§ **Your objective**
Please identify every line in the data below that contains the word "leaf", and copy each one.

(Photo-based labeling data with points)
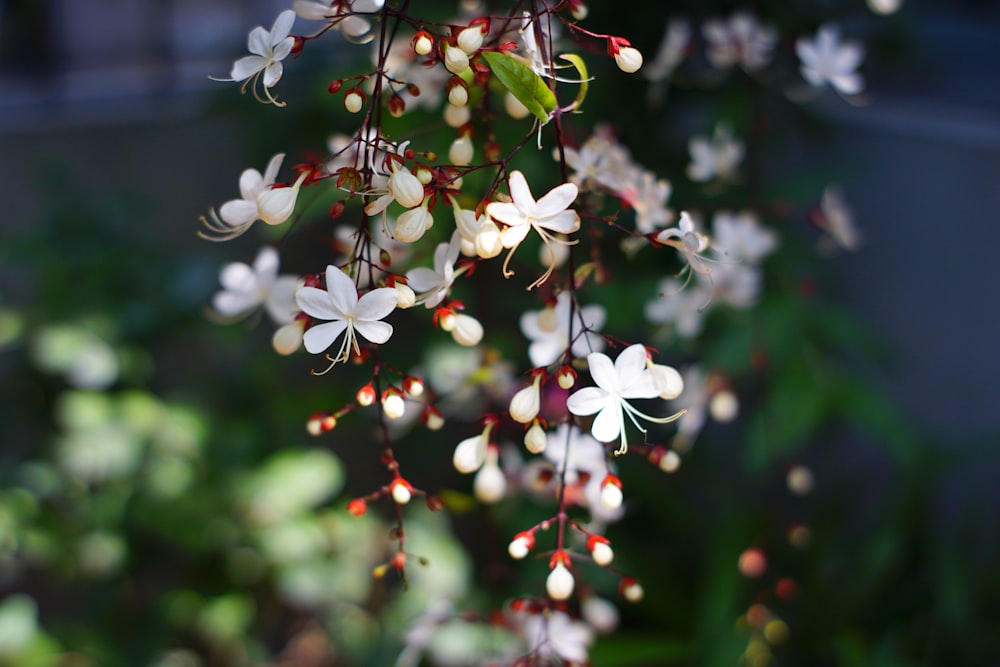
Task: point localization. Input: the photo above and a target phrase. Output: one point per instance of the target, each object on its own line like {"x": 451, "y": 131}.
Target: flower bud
{"x": 357, "y": 507}
{"x": 521, "y": 545}
{"x": 422, "y": 43}
{"x": 392, "y": 403}
{"x": 468, "y": 331}
{"x": 413, "y": 386}
{"x": 456, "y": 116}
{"x": 470, "y": 39}
{"x": 406, "y": 188}
{"x": 354, "y": 101}
{"x": 404, "y": 295}
{"x": 276, "y": 205}
{"x": 490, "y": 484}
{"x": 458, "y": 96}
{"x": 628, "y": 59}
{"x": 401, "y": 491}
{"x": 559, "y": 584}
{"x": 611, "y": 492}
{"x": 288, "y": 338}
{"x": 365, "y": 396}
{"x": 666, "y": 380}
{"x": 524, "y": 405}
{"x": 432, "y": 418}
{"x": 535, "y": 439}
{"x": 412, "y": 224}
{"x": 488, "y": 243}
{"x": 461, "y": 151}
{"x": 631, "y": 589}
{"x": 456, "y": 60}
{"x": 470, "y": 454}
{"x": 566, "y": 377}
{"x": 600, "y": 550}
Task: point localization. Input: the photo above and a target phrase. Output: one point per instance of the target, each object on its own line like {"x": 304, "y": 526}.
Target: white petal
{"x": 588, "y": 400}
{"x": 318, "y": 303}
{"x": 259, "y": 43}
{"x": 282, "y": 26}
{"x": 251, "y": 184}
{"x": 343, "y": 293}
{"x": 376, "y": 304}
{"x": 375, "y": 331}
{"x": 238, "y": 212}
{"x": 603, "y": 371}
{"x": 521, "y": 193}
{"x": 246, "y": 67}
{"x": 320, "y": 337}
{"x": 238, "y": 277}
{"x": 607, "y": 425}
{"x": 505, "y": 213}
{"x": 555, "y": 200}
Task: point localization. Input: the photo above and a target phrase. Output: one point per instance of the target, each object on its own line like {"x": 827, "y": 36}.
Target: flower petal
{"x": 603, "y": 371}
{"x": 376, "y": 304}
{"x": 318, "y": 303}
{"x": 608, "y": 423}
{"x": 374, "y": 331}
{"x": 555, "y": 200}
{"x": 506, "y": 213}
{"x": 320, "y": 337}
{"x": 521, "y": 193}
{"x": 342, "y": 291}
{"x": 588, "y": 400}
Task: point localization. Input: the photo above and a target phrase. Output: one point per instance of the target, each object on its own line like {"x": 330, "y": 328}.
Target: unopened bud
{"x": 535, "y": 439}
{"x": 628, "y": 59}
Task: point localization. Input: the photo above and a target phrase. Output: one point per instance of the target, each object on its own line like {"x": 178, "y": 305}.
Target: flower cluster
{"x": 419, "y": 225}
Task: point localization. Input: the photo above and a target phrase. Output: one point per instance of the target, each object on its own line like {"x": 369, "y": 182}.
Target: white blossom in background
{"x": 347, "y": 314}
{"x": 554, "y": 329}
{"x": 826, "y": 59}
{"x": 237, "y": 215}
{"x": 739, "y": 40}
{"x": 837, "y": 219}
{"x": 616, "y": 382}
{"x": 432, "y": 285}
{"x": 245, "y": 288}
{"x": 717, "y": 157}
{"x": 263, "y": 66}
{"x": 680, "y": 308}
{"x": 355, "y": 28}
{"x": 554, "y": 634}
{"x": 741, "y": 236}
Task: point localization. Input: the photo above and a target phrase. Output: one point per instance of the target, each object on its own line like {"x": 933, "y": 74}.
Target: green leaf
{"x": 522, "y": 82}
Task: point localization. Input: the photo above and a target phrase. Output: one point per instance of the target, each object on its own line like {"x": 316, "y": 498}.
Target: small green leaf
{"x": 522, "y": 82}
{"x": 581, "y": 69}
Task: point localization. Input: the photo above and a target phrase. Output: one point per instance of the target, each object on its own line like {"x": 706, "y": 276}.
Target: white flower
{"x": 269, "y": 48}
{"x": 741, "y": 40}
{"x": 340, "y": 304}
{"x": 433, "y": 284}
{"x": 684, "y": 309}
{"x": 244, "y": 288}
{"x": 343, "y": 16}
{"x": 555, "y": 634}
{"x": 740, "y": 236}
{"x": 837, "y": 219}
{"x": 236, "y": 216}
{"x": 826, "y": 59}
{"x": 556, "y": 328}
{"x": 551, "y": 213}
{"x": 717, "y": 157}
{"x": 688, "y": 240}
{"x": 617, "y": 381}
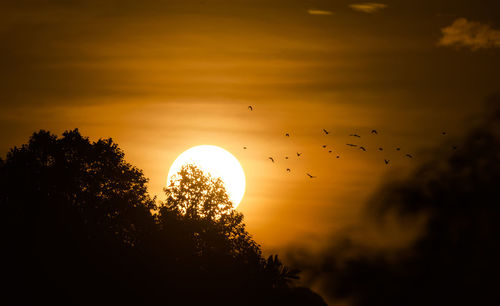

§ **Task result**
Target: green leaf
Target: small green leaf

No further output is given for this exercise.